_Written problem_
In the post below about See You At The Pole, which national sins does the writer say are not mentioned at the prayer event? List each one.

Why “See You At The Pole” Makes Me Nervous, and How I Would Change It

Why “See You At The Pole” Makes Me Nervous, and How I Would Change It September 26, 2012

Today is the national See You At the Pole prayer event. If you don’t know what it is, just Google it.

When I was touring with my band Satellite Soul, we played nearly every year at a See You At the Pole rally somewhere in the states. There was always something about it that made me a little bit nervous, but for a long time I didn’t have the language to describe my intuitions. I’ve tried to sum it up over the years and this is why I get a little fidgety. It’s the fact that Christians organize an event during which they gather around a flag pole and pray. I’ve seen it at least a half-dozen times and it just seems off to me. There’s simply something creepy about a bunch of young children holding hands in a circle around an American flag praying.

Don’t get me wrong. I’m all for kids praying. I’m all for them holding hands in a circle. I’m all for them meeting up somewhere on school property once at the beginning of the school year to pray for God’s blessing and guidance. There is also something admirable about kids in our day and age who are willing to meet up with other Christians and seek God’s favor, especially on school grounds with the separation of church and state and the school prayer issues looming in the background. All of that seems good to me. But does it have to be done around the American flag? Is the flag what we want at the center of attention when we pray? It really bothers me.

I think it actually goes against the concept of each Christian being first and foremost a citizen of the kingdom of heaven. I’m trying to imagine what that might feel like to the Native American who is a Christian, or the foreign exchange student. I’m wondering how many times the sins of our nation are named at a given See You At the Pole prayer event without ever mentioning the sins of slavery, the eradication of the Native Americans, or current economic injustices among them?

[Dataset rows on where objects appear]
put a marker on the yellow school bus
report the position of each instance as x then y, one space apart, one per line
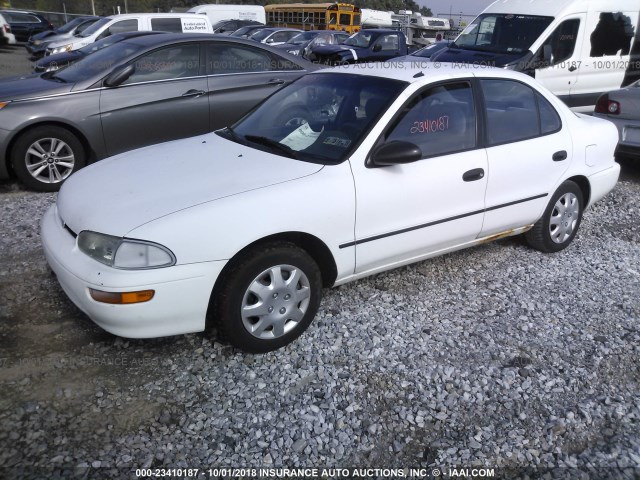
314 16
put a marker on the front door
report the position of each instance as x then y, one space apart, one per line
405 212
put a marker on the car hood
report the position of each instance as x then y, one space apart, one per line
121 193
28 86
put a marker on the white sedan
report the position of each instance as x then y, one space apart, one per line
378 167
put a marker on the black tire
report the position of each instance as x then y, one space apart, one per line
277 324
56 144
560 222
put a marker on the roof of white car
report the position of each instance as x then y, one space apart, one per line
417 71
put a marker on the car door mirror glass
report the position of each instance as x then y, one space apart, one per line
395 153
119 76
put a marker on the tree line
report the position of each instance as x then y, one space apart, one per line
109 7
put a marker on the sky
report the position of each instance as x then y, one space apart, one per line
469 7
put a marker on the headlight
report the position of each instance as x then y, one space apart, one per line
62 49
123 252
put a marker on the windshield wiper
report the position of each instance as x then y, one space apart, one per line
273 144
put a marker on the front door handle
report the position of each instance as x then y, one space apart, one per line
559 156
473 175
193 93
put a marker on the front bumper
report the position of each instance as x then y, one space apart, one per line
181 298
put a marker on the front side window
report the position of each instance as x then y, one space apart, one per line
440 120
166 64
516 112
613 34
502 33
100 62
562 41
319 118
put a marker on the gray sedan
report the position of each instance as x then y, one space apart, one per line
622 107
134 93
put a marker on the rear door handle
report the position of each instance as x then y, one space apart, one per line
559 156
193 93
473 175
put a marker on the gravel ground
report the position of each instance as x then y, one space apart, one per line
497 356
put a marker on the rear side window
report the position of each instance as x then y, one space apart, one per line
166 25
516 112
170 63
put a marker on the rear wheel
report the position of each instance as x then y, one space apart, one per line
269 297
44 157
560 221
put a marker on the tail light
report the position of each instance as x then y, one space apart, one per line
607 106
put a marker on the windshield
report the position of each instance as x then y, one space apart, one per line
94 28
502 33
303 38
360 39
100 62
67 27
319 118
100 44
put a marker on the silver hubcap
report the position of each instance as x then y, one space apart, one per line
275 302
564 218
49 160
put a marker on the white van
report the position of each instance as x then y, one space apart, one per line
164 22
217 13
578 49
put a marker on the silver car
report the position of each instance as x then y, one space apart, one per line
134 93
622 107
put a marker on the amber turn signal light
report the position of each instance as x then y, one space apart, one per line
121 298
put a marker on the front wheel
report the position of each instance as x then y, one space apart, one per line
44 157
560 221
268 297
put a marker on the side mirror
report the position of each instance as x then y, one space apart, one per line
394 153
119 76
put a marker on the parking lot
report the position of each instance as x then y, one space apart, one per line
497 356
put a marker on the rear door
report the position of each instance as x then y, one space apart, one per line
164 99
528 151
241 76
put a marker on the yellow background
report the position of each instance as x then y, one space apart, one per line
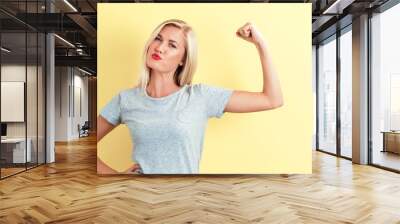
276 141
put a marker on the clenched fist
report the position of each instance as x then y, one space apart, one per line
250 33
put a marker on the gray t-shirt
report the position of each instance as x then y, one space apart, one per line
167 132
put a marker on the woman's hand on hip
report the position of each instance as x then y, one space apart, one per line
134 169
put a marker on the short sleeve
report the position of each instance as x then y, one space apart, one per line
216 99
112 110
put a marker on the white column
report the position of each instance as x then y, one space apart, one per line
360 90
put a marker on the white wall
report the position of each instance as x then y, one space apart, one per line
70 84
314 89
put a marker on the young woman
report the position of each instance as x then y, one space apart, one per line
166 114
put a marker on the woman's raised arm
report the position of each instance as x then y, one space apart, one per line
271 95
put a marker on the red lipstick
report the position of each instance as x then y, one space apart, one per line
156 57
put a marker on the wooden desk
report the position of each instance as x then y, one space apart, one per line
16 147
391 141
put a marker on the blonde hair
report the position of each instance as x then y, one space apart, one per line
183 74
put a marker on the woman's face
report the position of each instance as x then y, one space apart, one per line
167 50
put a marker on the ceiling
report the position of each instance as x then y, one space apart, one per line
76 22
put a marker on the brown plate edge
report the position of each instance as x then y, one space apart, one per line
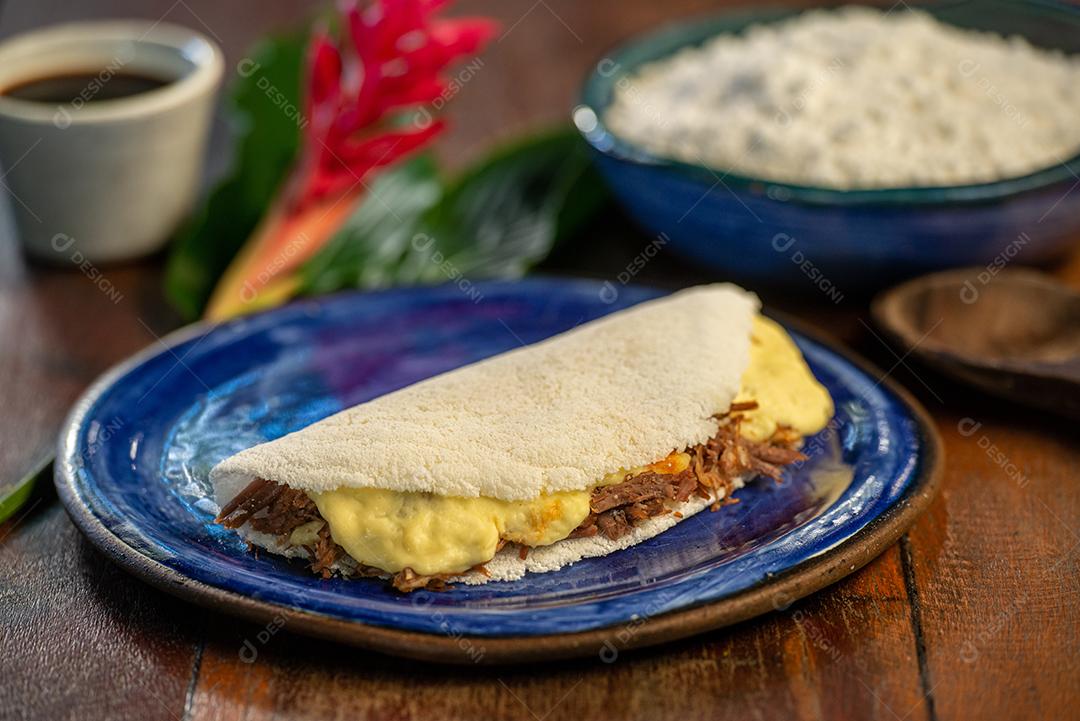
777 594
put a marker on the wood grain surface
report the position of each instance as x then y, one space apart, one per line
974 614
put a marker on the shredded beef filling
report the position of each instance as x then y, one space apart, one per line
615 509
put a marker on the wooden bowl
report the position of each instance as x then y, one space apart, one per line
1012 332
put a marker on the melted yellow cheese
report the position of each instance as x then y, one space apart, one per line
781 382
431 534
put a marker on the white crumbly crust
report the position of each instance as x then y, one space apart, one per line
508 566
620 392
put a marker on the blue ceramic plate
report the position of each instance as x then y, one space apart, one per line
765 231
136 451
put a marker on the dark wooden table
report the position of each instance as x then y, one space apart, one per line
975 613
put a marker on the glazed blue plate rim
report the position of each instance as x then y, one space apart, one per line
698 614
700 29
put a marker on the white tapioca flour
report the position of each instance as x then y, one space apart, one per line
858 98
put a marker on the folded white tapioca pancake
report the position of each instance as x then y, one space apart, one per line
577 446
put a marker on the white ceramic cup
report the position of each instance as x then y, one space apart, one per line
108 178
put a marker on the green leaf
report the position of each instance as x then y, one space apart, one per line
498 219
377 234
265 111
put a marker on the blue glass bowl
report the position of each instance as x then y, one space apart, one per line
836 241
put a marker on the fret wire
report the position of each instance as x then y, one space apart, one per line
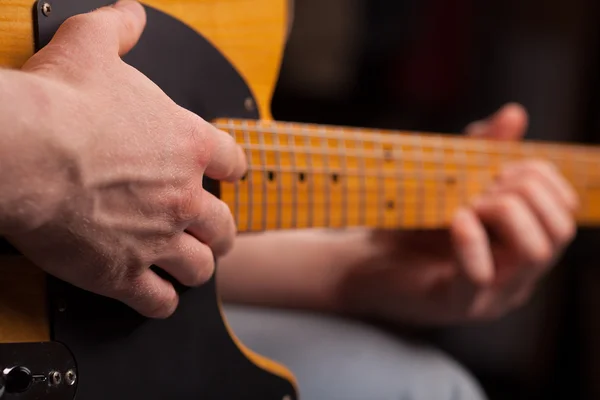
263 161
279 180
483 172
326 180
358 143
342 154
309 164
440 184
250 179
460 153
419 148
380 179
237 182
400 193
293 156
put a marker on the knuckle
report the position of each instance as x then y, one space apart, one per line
183 204
194 131
567 231
224 243
164 306
204 271
540 255
508 204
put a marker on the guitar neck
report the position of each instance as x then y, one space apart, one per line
303 175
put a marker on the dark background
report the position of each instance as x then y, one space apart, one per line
436 65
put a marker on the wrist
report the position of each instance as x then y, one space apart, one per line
34 176
360 257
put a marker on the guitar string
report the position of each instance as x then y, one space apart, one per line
373 137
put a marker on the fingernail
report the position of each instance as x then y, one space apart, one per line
476 128
131 5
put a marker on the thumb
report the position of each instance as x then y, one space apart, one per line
116 28
508 123
130 23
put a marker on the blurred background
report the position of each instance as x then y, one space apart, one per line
436 65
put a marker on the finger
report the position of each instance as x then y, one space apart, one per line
215 227
554 217
227 161
188 261
508 123
471 247
148 294
116 28
518 228
560 188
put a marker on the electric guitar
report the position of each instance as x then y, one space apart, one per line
57 341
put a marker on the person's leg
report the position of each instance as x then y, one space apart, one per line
338 359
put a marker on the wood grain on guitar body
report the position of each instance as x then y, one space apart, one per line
300 175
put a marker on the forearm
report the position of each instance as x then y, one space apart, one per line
31 178
297 269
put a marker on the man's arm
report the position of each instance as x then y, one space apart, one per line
101 172
33 162
295 268
485 264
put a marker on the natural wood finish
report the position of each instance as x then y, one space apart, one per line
250 33
304 175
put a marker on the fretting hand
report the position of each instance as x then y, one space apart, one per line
113 182
491 258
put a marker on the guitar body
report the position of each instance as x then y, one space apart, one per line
220 59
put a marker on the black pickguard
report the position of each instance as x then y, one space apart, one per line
118 353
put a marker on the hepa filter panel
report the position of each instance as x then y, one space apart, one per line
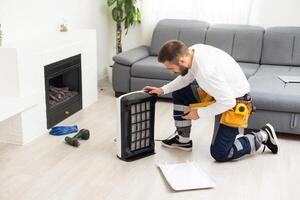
135 137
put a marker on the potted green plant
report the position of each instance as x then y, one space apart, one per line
124 12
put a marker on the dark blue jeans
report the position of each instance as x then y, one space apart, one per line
225 146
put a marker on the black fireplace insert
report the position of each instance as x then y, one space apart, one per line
63 89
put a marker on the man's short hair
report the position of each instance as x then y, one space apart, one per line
171 51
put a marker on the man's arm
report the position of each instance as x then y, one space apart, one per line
218 88
178 83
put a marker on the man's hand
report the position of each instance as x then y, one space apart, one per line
153 90
191 114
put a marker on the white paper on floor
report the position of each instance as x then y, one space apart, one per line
186 176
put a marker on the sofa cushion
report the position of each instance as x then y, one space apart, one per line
270 93
249 69
277 70
189 31
242 42
281 46
151 68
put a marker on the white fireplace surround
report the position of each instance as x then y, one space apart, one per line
22 83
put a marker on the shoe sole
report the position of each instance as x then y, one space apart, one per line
176 147
273 135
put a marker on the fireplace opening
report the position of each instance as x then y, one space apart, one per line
63 89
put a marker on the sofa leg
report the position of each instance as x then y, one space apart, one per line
117 94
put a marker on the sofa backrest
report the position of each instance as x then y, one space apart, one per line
189 31
281 46
242 42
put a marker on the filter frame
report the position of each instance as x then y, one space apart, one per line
126 103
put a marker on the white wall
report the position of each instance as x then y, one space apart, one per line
21 19
275 13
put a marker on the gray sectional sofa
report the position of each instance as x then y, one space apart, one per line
263 54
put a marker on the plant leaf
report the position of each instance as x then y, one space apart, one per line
117 14
120 2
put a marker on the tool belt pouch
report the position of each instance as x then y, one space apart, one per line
239 115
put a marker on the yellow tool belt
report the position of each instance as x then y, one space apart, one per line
237 116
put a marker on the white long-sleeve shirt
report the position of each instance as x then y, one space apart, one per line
218 74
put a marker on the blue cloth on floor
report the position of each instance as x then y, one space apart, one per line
63 130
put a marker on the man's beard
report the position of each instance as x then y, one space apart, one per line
183 70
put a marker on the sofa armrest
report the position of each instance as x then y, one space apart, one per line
131 56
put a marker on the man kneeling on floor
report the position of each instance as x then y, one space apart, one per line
221 77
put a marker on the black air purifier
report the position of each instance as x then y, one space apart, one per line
135 137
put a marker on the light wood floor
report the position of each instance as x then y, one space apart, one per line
47 168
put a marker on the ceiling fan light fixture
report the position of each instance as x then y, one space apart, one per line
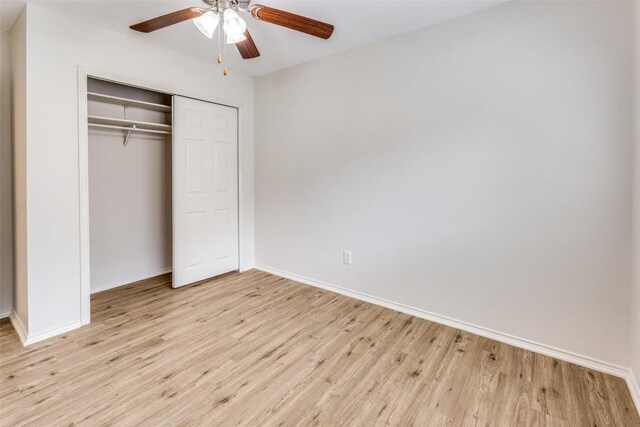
207 23
234 26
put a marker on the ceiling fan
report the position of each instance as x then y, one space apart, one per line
224 13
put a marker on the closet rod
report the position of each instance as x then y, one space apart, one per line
130 129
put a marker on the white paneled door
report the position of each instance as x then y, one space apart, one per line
205 190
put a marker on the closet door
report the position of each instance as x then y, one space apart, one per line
205 190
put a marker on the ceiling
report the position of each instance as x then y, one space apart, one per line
357 22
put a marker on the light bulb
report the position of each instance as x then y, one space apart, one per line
234 27
207 23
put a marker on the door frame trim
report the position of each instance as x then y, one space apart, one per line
83 170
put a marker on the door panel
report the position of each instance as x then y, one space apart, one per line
205 190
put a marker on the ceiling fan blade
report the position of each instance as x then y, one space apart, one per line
168 19
292 21
247 47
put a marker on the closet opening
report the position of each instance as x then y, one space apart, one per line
159 187
130 183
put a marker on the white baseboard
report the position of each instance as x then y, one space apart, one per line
126 281
526 344
634 388
27 339
32 339
18 326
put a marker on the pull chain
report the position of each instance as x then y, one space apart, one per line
219 41
224 71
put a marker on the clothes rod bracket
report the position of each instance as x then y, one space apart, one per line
126 138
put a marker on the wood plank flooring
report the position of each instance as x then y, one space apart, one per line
258 350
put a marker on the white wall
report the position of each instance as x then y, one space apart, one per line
6 205
478 169
635 316
19 151
57 46
129 196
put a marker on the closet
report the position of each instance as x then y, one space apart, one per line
163 186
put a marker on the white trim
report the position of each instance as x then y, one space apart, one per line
634 388
19 327
83 190
83 168
32 339
129 280
27 339
568 356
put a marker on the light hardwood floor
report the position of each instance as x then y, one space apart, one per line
256 349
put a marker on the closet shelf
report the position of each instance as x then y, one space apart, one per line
96 120
92 96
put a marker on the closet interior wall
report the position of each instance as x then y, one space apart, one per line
129 186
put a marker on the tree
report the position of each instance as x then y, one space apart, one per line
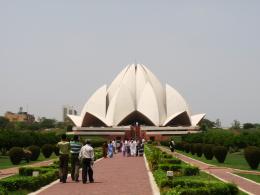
207 124
3 122
248 126
235 124
218 123
47 123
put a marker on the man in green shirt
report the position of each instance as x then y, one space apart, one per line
64 148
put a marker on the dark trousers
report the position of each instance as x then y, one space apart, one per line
75 166
87 170
63 171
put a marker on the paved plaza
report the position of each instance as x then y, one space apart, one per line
118 175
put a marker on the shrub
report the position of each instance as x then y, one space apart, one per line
171 161
187 147
192 149
208 151
167 156
3 191
47 150
169 167
56 150
198 149
16 155
252 156
35 152
29 183
220 153
190 171
164 143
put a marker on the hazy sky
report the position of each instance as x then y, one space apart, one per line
59 52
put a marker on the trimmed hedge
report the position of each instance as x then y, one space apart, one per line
187 147
35 150
190 171
47 150
220 153
252 156
3 191
198 149
192 149
14 183
171 161
170 167
16 155
208 151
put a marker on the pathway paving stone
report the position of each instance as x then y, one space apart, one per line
118 175
222 173
15 170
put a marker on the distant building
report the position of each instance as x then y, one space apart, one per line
68 110
20 116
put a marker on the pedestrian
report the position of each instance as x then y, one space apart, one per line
128 151
110 150
104 150
172 145
64 149
75 147
123 149
86 156
114 146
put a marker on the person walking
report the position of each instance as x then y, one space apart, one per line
86 155
104 150
123 149
172 145
64 149
75 147
110 150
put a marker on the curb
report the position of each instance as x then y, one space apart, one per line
153 184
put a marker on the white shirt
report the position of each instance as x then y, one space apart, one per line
86 152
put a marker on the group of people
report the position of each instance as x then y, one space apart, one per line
80 155
127 147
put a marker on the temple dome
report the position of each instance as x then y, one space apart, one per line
136 95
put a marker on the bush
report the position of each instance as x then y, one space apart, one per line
56 150
169 167
14 183
16 155
35 152
198 149
208 151
190 171
192 149
47 150
220 153
252 156
171 161
3 191
187 147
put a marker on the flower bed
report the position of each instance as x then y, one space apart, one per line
187 179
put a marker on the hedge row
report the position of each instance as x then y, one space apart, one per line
27 182
209 150
159 163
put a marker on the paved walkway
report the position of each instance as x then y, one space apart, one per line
225 174
15 170
119 175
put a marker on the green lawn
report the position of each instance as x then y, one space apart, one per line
255 178
233 160
6 163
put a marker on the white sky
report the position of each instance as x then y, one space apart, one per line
59 52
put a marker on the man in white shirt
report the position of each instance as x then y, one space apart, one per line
86 155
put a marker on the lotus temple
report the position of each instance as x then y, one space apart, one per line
136 104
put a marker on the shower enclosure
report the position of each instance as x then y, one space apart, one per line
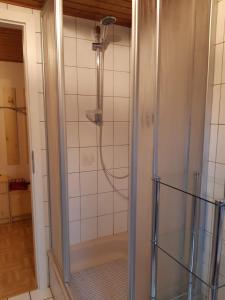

_Finished exercise_
- Slavery
- The eradication of the Native Americans
- Current economic injustices